→ **Given exercise**
Print all of the data below verbatim, line for line, omitting the pictures.

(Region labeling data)
= = = = =

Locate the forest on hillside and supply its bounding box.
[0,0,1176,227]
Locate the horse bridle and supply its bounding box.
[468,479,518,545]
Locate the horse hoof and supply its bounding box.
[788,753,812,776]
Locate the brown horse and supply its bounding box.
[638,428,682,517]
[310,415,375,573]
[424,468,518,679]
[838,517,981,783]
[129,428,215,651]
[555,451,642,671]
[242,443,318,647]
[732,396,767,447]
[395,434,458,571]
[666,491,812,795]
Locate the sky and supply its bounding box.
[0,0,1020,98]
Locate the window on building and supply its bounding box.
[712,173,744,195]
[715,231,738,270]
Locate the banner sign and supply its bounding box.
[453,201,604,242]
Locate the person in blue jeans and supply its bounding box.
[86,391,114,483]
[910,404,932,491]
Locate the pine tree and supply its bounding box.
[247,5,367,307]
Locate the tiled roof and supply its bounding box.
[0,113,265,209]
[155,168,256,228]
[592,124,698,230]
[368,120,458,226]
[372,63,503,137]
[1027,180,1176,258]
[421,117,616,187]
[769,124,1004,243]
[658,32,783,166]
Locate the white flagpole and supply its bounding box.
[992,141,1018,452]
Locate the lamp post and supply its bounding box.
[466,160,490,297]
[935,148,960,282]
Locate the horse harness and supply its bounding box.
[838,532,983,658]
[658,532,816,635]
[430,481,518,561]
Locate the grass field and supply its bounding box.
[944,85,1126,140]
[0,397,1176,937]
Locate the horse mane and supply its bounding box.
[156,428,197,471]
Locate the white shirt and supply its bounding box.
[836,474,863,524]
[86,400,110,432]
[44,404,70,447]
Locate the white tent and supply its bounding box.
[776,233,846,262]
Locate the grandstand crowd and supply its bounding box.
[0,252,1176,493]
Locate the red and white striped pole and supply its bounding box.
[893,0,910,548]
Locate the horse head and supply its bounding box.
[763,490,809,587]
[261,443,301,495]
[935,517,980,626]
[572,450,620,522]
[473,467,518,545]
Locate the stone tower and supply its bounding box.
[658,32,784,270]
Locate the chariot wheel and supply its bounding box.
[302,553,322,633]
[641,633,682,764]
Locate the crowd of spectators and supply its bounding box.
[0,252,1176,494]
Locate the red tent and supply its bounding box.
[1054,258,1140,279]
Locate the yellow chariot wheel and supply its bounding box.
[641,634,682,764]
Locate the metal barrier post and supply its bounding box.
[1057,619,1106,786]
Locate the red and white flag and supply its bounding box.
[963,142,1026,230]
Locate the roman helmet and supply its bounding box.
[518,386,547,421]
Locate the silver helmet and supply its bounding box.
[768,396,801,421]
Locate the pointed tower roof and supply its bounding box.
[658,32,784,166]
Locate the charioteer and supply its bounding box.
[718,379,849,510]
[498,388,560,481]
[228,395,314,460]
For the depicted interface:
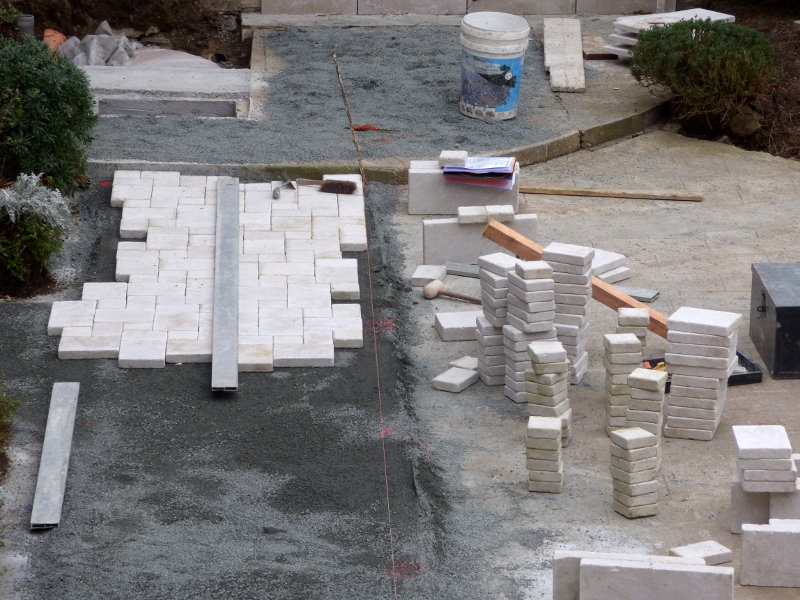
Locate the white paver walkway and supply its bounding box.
[47,171,367,371]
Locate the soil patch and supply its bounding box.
[11,0,250,68]
[707,0,800,158]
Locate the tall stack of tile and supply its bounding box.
[664,306,742,441]
[625,367,669,466]
[525,341,572,446]
[603,333,642,434]
[732,425,797,493]
[525,416,564,494]
[542,242,594,383]
[503,261,556,403]
[611,427,662,519]
[476,252,517,385]
[617,307,650,348]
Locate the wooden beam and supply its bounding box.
[519,185,703,202]
[483,220,667,338]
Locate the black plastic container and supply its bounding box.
[750,263,800,379]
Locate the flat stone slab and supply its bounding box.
[669,540,733,565]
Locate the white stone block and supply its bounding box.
[667,306,742,336]
[408,160,519,216]
[486,204,515,223]
[542,242,594,264]
[526,416,561,440]
[610,427,658,450]
[669,540,733,566]
[458,206,488,225]
[411,265,447,287]
[579,558,734,600]
[553,550,705,600]
[732,425,792,459]
[617,307,650,327]
[739,519,800,588]
[431,367,478,393]
[118,331,167,369]
[435,311,483,342]
[47,300,97,335]
[439,150,469,167]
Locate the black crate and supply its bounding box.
[750,263,800,379]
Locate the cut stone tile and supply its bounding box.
[732,425,792,459]
[118,331,167,369]
[667,306,742,336]
[669,540,733,566]
[739,519,800,588]
[579,558,734,600]
[432,367,478,393]
[435,311,483,342]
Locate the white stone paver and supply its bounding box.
[48,171,367,372]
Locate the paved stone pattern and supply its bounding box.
[48,171,367,371]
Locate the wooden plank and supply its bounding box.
[483,220,667,338]
[211,177,239,392]
[31,382,80,529]
[519,185,703,202]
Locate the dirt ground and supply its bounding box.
[10,0,250,68]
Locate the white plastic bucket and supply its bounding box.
[458,12,531,121]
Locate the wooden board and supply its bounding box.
[483,221,667,338]
[519,185,703,202]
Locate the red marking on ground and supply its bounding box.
[387,562,430,580]
[367,317,394,333]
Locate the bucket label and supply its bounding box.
[461,50,525,112]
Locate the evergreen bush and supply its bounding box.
[631,20,778,123]
[0,174,70,285]
[0,36,96,195]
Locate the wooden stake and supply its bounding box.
[519,185,703,202]
[483,220,667,338]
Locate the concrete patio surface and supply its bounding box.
[0,11,800,600]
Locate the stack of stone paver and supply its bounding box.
[603,333,642,434]
[503,261,556,403]
[542,242,594,383]
[611,427,662,519]
[525,416,564,494]
[733,425,797,492]
[617,307,650,348]
[475,315,506,385]
[664,306,742,441]
[475,252,517,385]
[525,341,572,446]
[625,368,669,465]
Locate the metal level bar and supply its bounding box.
[211,177,239,392]
[31,382,80,529]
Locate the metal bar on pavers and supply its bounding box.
[483,220,667,338]
[211,177,239,392]
[31,382,80,529]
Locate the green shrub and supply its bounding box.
[0,36,96,195]
[631,20,778,123]
[0,174,70,284]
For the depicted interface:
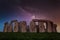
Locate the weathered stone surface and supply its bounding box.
[53,24,57,32]
[38,22,45,32]
[3,22,9,32]
[13,21,18,32]
[29,21,37,32]
[20,21,27,32]
[8,24,13,32]
[3,19,57,32]
[46,21,53,32]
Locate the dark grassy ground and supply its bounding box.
[0,32,60,40]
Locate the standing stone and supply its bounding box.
[29,21,37,32]
[38,22,45,32]
[13,20,18,32]
[20,21,27,32]
[47,21,53,32]
[53,24,57,32]
[8,24,13,32]
[3,22,9,32]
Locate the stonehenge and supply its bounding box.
[3,19,57,32]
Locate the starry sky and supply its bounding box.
[0,0,60,32]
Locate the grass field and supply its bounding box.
[0,32,60,40]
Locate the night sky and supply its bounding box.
[0,0,60,32]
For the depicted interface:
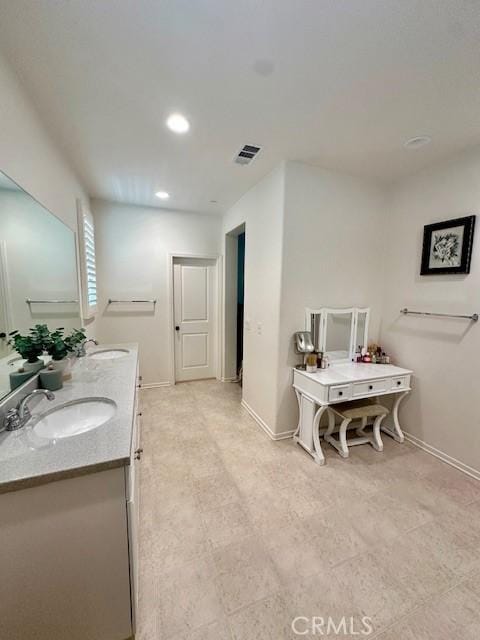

= = = = =

→ **Completed exercise**
Locate the forest on hillside and supply its bounding box.
[0,0,1176,227]
Locate the horse bridle and supply its bounding box.
[468,479,518,545]
Locate the horse hoof and supply its bounding box.
[788,753,812,776]
Locate the brown horse and supply its bounding box.
[638,428,682,517]
[310,415,375,573]
[424,468,518,679]
[838,517,981,783]
[129,428,215,651]
[555,451,642,671]
[242,443,318,647]
[732,396,767,447]
[395,434,458,571]
[666,491,812,795]
Locate the sky and supply its bounding box.
[0,0,1020,98]
Locate the window on building and supply its bounding box.
[712,173,744,195]
[715,231,738,270]
Locate the banner sign and supply its bounding box.
[453,201,604,242]
Locate the person in blue jeans and supply its bounding box.
[86,391,114,483]
[910,404,932,491]
Locate the pine tree and supply its bounding box.
[247,5,367,307]
Locate the tiled roof and supply its bounding box.
[0,113,265,209]
[155,168,256,228]
[592,124,698,230]
[368,120,458,226]
[372,63,503,137]
[1027,180,1176,258]
[421,117,616,187]
[769,124,1004,243]
[658,32,783,166]
Locate the white flagpole and supply its bounding box.
[992,141,1018,452]
Locate the lamp post and supply its bounding box.
[466,160,490,297]
[935,148,960,282]
Locate the horse harness and supply its bounding box.
[838,532,983,658]
[658,532,816,635]
[430,481,518,561]
Locate the grass field and supply its bounding box.
[944,85,1126,140]
[0,397,1176,937]
Locate the horse mane and supply its bounding box.
[156,428,197,471]
Locate the white shirt and supply its bounding box.
[836,474,863,524]
[86,400,110,432]
[44,404,70,447]
Locate the white tent and supply its bounding box.
[776,233,846,262]
Locate the grandstand crowd and supply its bounding box.
[0,252,1176,493]
Locate the red and white striped pole and supply its bounding box.
[893,0,910,548]
Locate the horse head and supply its bounding box.
[763,490,809,587]
[261,443,301,495]
[935,517,980,626]
[572,450,620,522]
[473,467,518,545]
Locate the stone tower and supply its bounding box.
[658,32,784,270]
Locate the chariot wheel and supply its bounding box.
[302,553,322,633]
[641,633,682,764]
Locate the crowd of spectators and supply its bounding box.
[0,252,1176,494]
Locate the red tent and supply its bounding box.
[1054,258,1140,279]
Locate the yellow chariot wheel and supply its bounding box.
[641,634,682,764]
Locate the metal barrier post and supply its bounding box.
[1057,619,1106,786]
Locate the red and white flag and supply its bounding box.
[963,142,1026,230]
Locate the roman helmet and supply its bounding box.
[518,386,547,421]
Locate the silver helmet and supply its bounding box.
[768,396,801,421]
Locate the pointed tower roof and supply its bounding box.
[658,32,784,166]
Locate the charioteer and supply its bounding box.
[718,379,849,510]
[498,388,560,481]
[228,395,314,460]
For the depicted interface:
Locate the white paver walkway and supply its bounding box.
[47,171,367,371]
Locate the soil patch and supply its bounding box.
[11,0,250,68]
[707,0,800,158]
Locate the tall stack of tile and supply its bounding box.
[664,306,742,441]
[625,367,669,466]
[525,341,572,446]
[603,333,642,434]
[732,425,797,493]
[525,416,564,494]
[542,242,594,383]
[503,261,556,403]
[611,427,662,519]
[476,252,517,385]
[617,307,650,348]
Locate the wooden beam and supply its bounding box.
[519,185,703,202]
[483,220,667,338]
Locate the black plastic container and supply its bounding box.
[750,263,800,379]
Locate the flat stone slab and supply its bounding box.
[669,540,733,565]
Locate the white stone block and supply its bounding box.
[667,306,742,336]
[408,160,519,216]
[486,204,515,223]
[542,242,594,264]
[526,416,561,440]
[610,427,658,450]
[669,540,733,566]
[458,206,488,225]
[411,265,447,287]
[579,558,734,600]
[553,550,705,600]
[732,425,792,459]
[617,307,650,327]
[739,519,800,588]
[431,367,478,393]
[118,331,167,369]
[435,311,483,342]
[47,300,97,335]
[439,150,469,167]
Locate the black crate and supply its bounding box.
[750,263,800,379]
Locate the cut stone tile and supply its bounding box.
[732,425,792,459]
[118,331,167,369]
[667,306,742,336]
[669,540,733,566]
[739,519,800,588]
[579,558,734,600]
[432,367,478,393]
[435,311,483,342]
Locate the white stone paver and supply its bounding box.
[48,171,367,372]
Locate the paved stone pattern and supply its bounding box.
[48,171,367,371]
Locate the wooden plank and supply its bounding box.
[483,220,667,338]
[211,177,239,392]
[31,382,80,529]
[519,185,703,202]
Locate the dirt ground and supply its bounding box.
[10,0,250,68]
Locate the white plastic bucket and supply its bounding box.
[458,12,531,121]
Locate the wooden board and supply its bounding box.
[483,221,667,338]
[519,185,703,202]
Locate the red marking on ground and supply its bounding box.
[387,562,430,580]
[367,317,394,333]
Locate the bucket label and supply its bounding box.
[461,50,525,112]
Locate the evergreen bush and supply its bounding box.
[631,20,778,123]
[0,174,70,285]
[0,36,96,195]
Locate the wooden stake and supply its bounding box.
[519,185,703,202]
[483,220,667,338]
Locate the concrete patio surface and supply its bounding box.
[0,11,800,600]
Locate the stack of stone paver and supply its bounding box.
[603,333,642,434]
[503,261,556,403]
[542,242,594,383]
[611,427,662,519]
[525,416,564,494]
[733,425,797,492]
[617,307,650,348]
[475,315,506,385]
[664,306,742,441]
[475,252,517,385]
[525,341,572,446]
[625,368,669,465]
Locate the metal level bar and supply its bounding box.
[211,177,239,392]
[31,382,80,529]
Locate the metal bar on pavers and supply its bounding box.
[483,220,667,338]
[211,177,239,392]
[31,382,80,529]
Locate the green shrub and supply its bounding box.
[0,36,96,195]
[631,20,778,123]
[0,174,70,284]
For the depicted interface:
Locate the weathered stone surface and supply its bounding box.
[53,24,57,32]
[38,22,45,32]
[3,22,9,32]
[13,21,18,32]
[29,21,37,32]
[20,21,27,32]
[8,24,13,32]
[3,19,57,32]
[46,21,53,32]
Locate the dark grassy ground and supply its bounding box.
[0,32,60,40]
Locate the standing stone and supply its bounding box.
[29,21,37,32]
[38,22,45,32]
[13,20,18,32]
[20,21,27,32]
[47,21,53,32]
[53,24,57,32]
[8,24,13,32]
[3,22,9,32]
Locate the stonehenge and supply its bounding box.
[3,19,57,32]
Locate the starry sky and supply its bounding box.
[0,0,60,32]
Locate the grass field and supply its bounding box.
[0,32,60,40]
Locate the night sky and supply its bounding box.
[0,0,60,32]
For the depicted interface:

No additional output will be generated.